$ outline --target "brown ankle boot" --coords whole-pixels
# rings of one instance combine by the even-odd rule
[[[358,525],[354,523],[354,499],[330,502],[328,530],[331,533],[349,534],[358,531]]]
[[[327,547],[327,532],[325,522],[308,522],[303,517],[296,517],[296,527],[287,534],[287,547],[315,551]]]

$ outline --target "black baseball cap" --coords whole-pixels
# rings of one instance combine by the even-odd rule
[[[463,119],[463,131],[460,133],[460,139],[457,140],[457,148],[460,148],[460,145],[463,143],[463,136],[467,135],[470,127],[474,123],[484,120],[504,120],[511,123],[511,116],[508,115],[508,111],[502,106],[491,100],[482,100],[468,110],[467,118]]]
★ ★ ★
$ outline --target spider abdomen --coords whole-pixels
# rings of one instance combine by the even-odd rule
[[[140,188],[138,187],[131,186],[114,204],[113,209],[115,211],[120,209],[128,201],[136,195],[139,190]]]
★ ★ ★
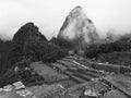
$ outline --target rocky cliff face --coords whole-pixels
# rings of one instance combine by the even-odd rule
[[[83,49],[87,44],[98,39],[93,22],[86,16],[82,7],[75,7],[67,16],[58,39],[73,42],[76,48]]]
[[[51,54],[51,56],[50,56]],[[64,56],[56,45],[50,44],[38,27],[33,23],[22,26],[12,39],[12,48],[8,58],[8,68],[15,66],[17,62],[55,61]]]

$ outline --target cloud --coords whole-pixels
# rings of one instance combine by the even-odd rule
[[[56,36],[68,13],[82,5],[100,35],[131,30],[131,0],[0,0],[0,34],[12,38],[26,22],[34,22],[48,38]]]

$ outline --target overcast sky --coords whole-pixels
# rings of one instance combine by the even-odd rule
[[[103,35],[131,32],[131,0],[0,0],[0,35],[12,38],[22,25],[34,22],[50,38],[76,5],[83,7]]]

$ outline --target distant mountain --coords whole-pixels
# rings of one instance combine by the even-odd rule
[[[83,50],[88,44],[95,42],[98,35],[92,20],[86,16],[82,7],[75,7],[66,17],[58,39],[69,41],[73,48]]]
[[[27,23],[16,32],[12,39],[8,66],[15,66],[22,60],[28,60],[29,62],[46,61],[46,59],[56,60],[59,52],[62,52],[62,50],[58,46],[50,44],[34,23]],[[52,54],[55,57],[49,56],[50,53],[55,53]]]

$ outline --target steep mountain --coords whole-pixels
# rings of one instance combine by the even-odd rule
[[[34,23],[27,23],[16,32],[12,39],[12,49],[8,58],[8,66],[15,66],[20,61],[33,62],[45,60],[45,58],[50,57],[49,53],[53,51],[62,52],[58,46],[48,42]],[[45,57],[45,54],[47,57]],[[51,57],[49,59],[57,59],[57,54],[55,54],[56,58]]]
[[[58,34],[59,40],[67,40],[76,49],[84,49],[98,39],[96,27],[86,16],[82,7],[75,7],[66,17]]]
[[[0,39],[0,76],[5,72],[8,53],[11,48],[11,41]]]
★ ★ ★
지시 사항:
"distant mountain --coords whole-pixels" 부분이 들어 있는 줄부터 "[[[0,39],[0,76],[5,72],[8,53],[11,48],[11,41]]]" 부분이 들어 있는 줄까지(양쪽 끝 줄 포함)만 골라 마크다운 표로 정리해 주세요. 열 이름은 "번호"와 "내용"으로 하고, 빈 줄은 빼 주세요.

풀이 답안:
| 번호 | 내용 |
|---|---|
| 1 | $ outline --target distant mountain --coords whole-pixels |
| 2 | # rings of one instance combine by the even-odd rule |
| 3 | [[[83,50],[88,44],[95,42],[98,35],[92,20],[86,16],[82,7],[75,7],[66,17],[58,39],[69,41],[73,48]]] |
| 4 | [[[27,23],[16,32],[12,39],[8,66],[15,66],[22,60],[28,60],[29,62],[46,61],[46,59],[56,60],[59,52],[62,52],[62,50],[58,46],[50,44],[34,23]],[[52,54],[55,57],[49,56],[50,53],[55,53]]] |
| 5 | $ outline --target steep mountain --coords whole-pixels |
| 6 | # rings of one instance combine by the even-odd rule |
| 7 | [[[34,23],[27,23],[16,32],[12,39],[12,49],[8,58],[8,66],[15,66],[20,61],[33,62],[45,60],[45,58],[50,57],[49,53],[53,51],[62,52],[58,46],[48,42]],[[45,57],[45,54],[47,57]],[[51,57],[49,59],[57,59],[57,54],[55,54],[56,58]]] |
| 8 | [[[58,34],[59,40],[67,40],[76,49],[84,49],[98,39],[96,27],[86,16],[82,7],[75,7],[66,17]]] |
| 9 | [[[0,39],[0,76],[5,72],[8,53],[11,48],[11,41]]] |